▸ MATERIAL PROVIDED
.....

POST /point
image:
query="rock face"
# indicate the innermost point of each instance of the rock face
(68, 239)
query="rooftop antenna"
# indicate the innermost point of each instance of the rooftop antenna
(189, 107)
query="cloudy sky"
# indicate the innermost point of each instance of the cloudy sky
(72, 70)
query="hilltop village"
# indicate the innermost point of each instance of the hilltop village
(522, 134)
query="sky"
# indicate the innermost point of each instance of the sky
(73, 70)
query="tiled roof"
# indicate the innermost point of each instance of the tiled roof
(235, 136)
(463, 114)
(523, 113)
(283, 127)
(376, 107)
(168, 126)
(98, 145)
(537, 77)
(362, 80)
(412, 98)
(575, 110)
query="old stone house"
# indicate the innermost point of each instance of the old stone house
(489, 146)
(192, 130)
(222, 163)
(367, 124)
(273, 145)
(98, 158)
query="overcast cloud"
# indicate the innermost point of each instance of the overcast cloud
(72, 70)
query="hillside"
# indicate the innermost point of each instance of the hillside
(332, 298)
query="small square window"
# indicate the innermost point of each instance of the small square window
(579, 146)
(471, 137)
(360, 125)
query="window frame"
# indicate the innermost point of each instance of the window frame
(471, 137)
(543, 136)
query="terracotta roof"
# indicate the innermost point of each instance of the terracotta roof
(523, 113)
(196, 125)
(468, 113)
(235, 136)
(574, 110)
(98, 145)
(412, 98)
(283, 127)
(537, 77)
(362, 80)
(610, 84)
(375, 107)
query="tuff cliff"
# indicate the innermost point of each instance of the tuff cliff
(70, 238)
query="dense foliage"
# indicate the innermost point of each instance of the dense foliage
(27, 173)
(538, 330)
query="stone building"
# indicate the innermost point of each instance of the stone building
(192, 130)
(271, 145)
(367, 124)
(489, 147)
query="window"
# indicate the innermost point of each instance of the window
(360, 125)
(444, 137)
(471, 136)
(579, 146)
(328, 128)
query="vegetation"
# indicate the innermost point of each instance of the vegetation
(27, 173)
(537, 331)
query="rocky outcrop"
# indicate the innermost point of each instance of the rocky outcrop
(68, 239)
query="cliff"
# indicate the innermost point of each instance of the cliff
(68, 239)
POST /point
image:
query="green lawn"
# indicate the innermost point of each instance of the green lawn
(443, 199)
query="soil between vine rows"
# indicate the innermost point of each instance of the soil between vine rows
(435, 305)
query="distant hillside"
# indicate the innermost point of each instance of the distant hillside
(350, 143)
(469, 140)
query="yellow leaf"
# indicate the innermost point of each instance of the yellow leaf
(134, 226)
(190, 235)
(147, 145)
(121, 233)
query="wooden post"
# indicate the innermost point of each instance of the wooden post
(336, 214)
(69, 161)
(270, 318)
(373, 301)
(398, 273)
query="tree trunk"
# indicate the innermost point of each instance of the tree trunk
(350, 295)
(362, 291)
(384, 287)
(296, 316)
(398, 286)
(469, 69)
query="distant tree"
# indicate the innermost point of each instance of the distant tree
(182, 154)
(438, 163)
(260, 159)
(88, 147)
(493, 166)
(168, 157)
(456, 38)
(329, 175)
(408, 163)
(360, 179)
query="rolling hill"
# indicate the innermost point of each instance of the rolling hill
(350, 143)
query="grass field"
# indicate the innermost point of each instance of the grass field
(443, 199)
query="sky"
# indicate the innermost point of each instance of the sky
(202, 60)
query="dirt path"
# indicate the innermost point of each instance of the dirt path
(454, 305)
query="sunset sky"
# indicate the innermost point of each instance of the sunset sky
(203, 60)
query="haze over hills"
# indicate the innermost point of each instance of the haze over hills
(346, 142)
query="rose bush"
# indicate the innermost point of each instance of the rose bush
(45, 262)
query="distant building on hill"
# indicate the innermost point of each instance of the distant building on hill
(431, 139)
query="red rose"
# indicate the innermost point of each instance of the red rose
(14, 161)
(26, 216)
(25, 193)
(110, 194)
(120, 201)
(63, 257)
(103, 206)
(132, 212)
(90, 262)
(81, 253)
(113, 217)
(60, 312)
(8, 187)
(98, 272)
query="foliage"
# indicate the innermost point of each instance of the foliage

.....

Write out all the records above again, exactly as they stand.

▸ COMPLETE ANSWER
POST /point
image:
query="rock face"
# indicate the innermost point of each instance of the rock face
(68, 239)
query="rooftop antenna"
# indicate the innermost point of each instance of the rooftop antenna
(189, 107)
query="cloudy sky"
# indicate the innermost point of each instance of the cloudy sky
(72, 70)
query="hilltop village"
# indicate the innermost point of each instance of the hilltop village
(522, 134)
query="sky"
# indicate the innermost point of each instance of the sky
(73, 70)
query="tiled roof"
# indicate the innermost point of each instance of the tiled roof
(235, 136)
(463, 114)
(523, 113)
(283, 127)
(376, 107)
(168, 126)
(98, 145)
(537, 77)
(362, 80)
(412, 98)
(575, 110)
query="old stone house"
# indicate the innermost point of each instance of the old stone house
(489, 146)
(192, 130)
(222, 163)
(367, 124)
(273, 145)
(98, 158)
query="overcast cloud"
# indicate the innermost point of each instance of the overcast cloud
(72, 70)
query="hillside"
# indicate the innermost point of each instance of the hillside
(332, 298)
query="small square window"
# indicate the innermost point of each instance of the small square window
(579, 146)
(471, 137)
(360, 125)
query="window frame"
# indicate the innermost point of each instance of the window frame
(471, 137)
(543, 136)
query="terracotta roof"
# indicate the innermost point of each instance of the terracotta roof
(523, 113)
(196, 125)
(468, 113)
(235, 136)
(574, 110)
(98, 145)
(412, 98)
(283, 127)
(537, 77)
(362, 80)
(610, 84)
(375, 107)
query="tuff cliff"
# indicate the innermost point of each instance of the tuff cliff
(70, 238)
query="dense foliage"
# indicate the innermost point of each instance of the dense foliage
(27, 173)
(538, 330)
query="stone building"
# indicate the innermost point of each instance of the stone building
(192, 130)
(271, 145)
(367, 124)
(489, 147)
query="window"
# indicate the innermost point of each instance of the window
(360, 125)
(444, 137)
(471, 136)
(579, 146)
(328, 128)
query="vegetation"
# indicate the innermost point of each instance of the vegetation
(27, 173)
(537, 331)
query="rocky outcrop"
# indicate the innermost point of each instance of the rocky outcrop
(68, 239)
query="cliff"
# indicate the innermost point of each instance of the cliff
(68, 239)
POST /point
image:
query="green lawn"
# indicate the innermost point of each instance of the green lawn
(443, 199)
query="soil between vine rows"
# indicate the innermost point of each instance of the soil between vine rows
(435, 305)
query="distant hillside"
# indicate the innermost point of each instance of the distant hillside
(350, 143)
(469, 140)
query="yellow leaf"
# indicate the innermost point of each instance of the yellow leaf
(134, 226)
(190, 235)
(147, 145)
(121, 233)
query="wooden post"
# indicate the innermost point of each instance of the wooden post
(336, 214)
(69, 161)
(270, 318)
(373, 301)
(398, 273)
query="tree trunk"
# indicate the innermost point of each instance of the tree trunk
(350, 295)
(362, 291)
(384, 287)
(296, 316)
(398, 286)
(469, 69)
query="distant tree"
# indicate the innermost point of each instance of the distant tree
(182, 154)
(438, 163)
(260, 159)
(88, 147)
(493, 166)
(168, 157)
(456, 38)
(329, 175)
(408, 163)
(360, 179)
query="rolling hill"
# indicate the innermost point of each instance of the rolling hill
(350, 143)
query="grass field"
# indicate the innermost point of each instance of the grass field
(443, 199)
query="sky"
# indicate the innermost point of each instance of the sky
(202, 60)
query="dirt path"
# indicate the innermost point of each instance of the dirt path
(454, 305)
query="sunset sky"
# indicate the innermost point of each instance of the sunset sky
(203, 60)
query="haze over hills"
# indicate the innermost point of each instance of the haze over hills
(346, 142)
query="rose bush"
# indicate the innermost point of each instance of the rose bush
(45, 262)
query="distant building on hill"
# indicate the innermost point of each instance of the distant building on hill
(431, 139)
query="red rose"
# indicate the innermost point of each instance of the red rose
(14, 161)
(26, 216)
(25, 193)
(110, 194)
(120, 201)
(63, 257)
(103, 206)
(132, 212)
(90, 262)
(81, 253)
(113, 217)
(60, 312)
(8, 187)
(98, 272)
query="foliage"
# indicate the innermost point of each instance of the foliage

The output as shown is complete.